▶ **実施する課題**
1. 胆石イレウスの演題情報から、「セッション情報 研修医発表(卒後2年迄)」から「中村 都英(宮崎大学医学部附属病院 循環呼吸・総合外科学講座)」までを、両端も含めてそのまま書き出してください。
2. 胆石イレウスの演題情報について、途切れた箇所の後から続きを書き進めてください。

セッション情報 研修医発表(卒後2年迄)

タイトル 研14:

術前画像診断を行い一期的に根治手術を行った胆石イレウスの1例

演者 明利 聡瑠(宮崎大学医学部附属病院 循環呼吸・総合外科学講座)
共同演者 河野 文彰(宮崎大学医学部附属病院 循環呼吸・総合外科学講座), 仙波 速見(宮崎大学医学部附属病院 循環呼吸・総合外科学講座), 水野 隆之(宮崎大学医学部附属病院 循環呼吸・総合外科学講座), 中尾 大伸(宮崎大学医学部附属病院 循環呼吸・総合外科学講座), 冨田 雅樹(宮崎大学医学部附属病院 循環呼吸・総合外科学講座), 長濱 博幸(宮崎大学医学部附属病院 循環呼吸・総合外科学講座), 中村 都英(宮崎大学医学部附属病院 循環呼吸・総合外科学講座)

保存済みエントリ
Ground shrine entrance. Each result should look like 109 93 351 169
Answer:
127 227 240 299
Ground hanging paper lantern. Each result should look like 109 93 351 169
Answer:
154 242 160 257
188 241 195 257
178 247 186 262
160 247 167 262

▶ **課題の解答**
1.
セッション情報 研修医発表(卒後2年迄)

タイトル 研14:

術前画像診断を行い一期的に根治手術を行った胆石イレウスの1例

演者 明利 聡瑠(宮崎大学医学部附属病院 循環呼吸・総合外科学講座)
共同演者 河野 文彰(宮崎大学医学部附属病院 循環呼吸・総合外科学講座), 仙波 速見(宮崎大学医学部附属病院 循環呼吸・総合外科学講座), 水野 隆之(宮崎大学医学部附属病院 循環呼吸・総合外科学講座), 中尾 大伸(宮崎大学医学部附属病院 循環呼吸・総合外科学講座), 冨田 雅樹(宮崎大学医学部附属病院 循環呼吸・総合外科学講座), 長濱 博幸(宮崎大学医学部附属病院 循環呼吸・総合外科学講座), 中村 都英(宮崎大学医学部附属病院 循環呼吸・総合外科学講座)

2.
抄録 【はじめに】胆石イレウスは胆石が胆管や瘻孔を介して消化管内に逸脱し、腸管に嵌頓してイレウスを発症する比較的稀な疾患である。【症例】75歳女性、激しい腹痛を主訴に当院救急部へ緊急搬送された。腹部膨満を認め、腹部CT検査で腸管の著明な拡張を認め、イレウス状態と判断した。また、腸管拡張の先端部に高吸収域があり、結石が疑われ、口側腸管内にも複数の結石を認めていた。胆嚢は壁肥厚した十二指腸と近接しており、胆嚢内及び肝内胆管にairを認めたため、胆嚢十二指腸の瘻孔を介した落下胆石によるイレウスと考えられた。手術では、小腸を切開して嵌頓胆石を摘出し、イレウスを解除した。その後、胆嚢周囲を観察すると、胆嚢と上十二指腸角が強固に癒着しており、瘻孔部分と考えられた。Kocher授動した後、胆嚢を肝床部から剥離し、胆嚢を切開して胆嚢内から瘻孔部分が確認できた。瘻孔閉鎖を行い、大網被覆を行い手術終了した。術後8日目に腹壁離開があり、緊急閉腹術を行った以外は問題なく、術後46日目に退院した。【考察】胆石イレウスの術前診断率はあまり高くなく、その理由として結石のX線陽性率が低いことが挙げられる。本症の根治のためには胆嚢摘出術・瘻孔閉鎖術は必須であるが、胆嚢・十二指腸に高度な炎症を伴うため手術には難渋する。術前診断が困難な場合や全身状態によっては、イレウス解除術だけに終わることも多い。本症例はX線陽性結石であったため術前診断は容易であり、イレウス解除術・胆嚢摘出術・十二指腸胆嚢瘻孔閉鎖術を一期的に行うことができた。【結語】術前画像診断が可能で一期的に手術を行うことができた胆石イレウス症の1例を経験したので文献的考察を含めて報告する。